» **Task item**:
Reproduce the entries that follow verbatim, down to the final line.
*** Data provided Section Begins ***
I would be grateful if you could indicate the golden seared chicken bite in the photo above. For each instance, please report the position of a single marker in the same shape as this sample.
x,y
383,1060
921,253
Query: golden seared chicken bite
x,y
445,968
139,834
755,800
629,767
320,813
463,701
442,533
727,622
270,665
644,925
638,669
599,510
*** Data provided Section Ends ***
» **Task response**:
I would be grateful if you could indicate the golden seared chicken bite in the photo above. For each instance, please report the position of a single marker in the same shape as this sample.
x,y
383,1060
921,253
Query: golden seared chicken bite
x,y
445,968
139,834
755,800
629,767
320,813
463,701
442,533
727,622
270,665
644,925
638,669
599,510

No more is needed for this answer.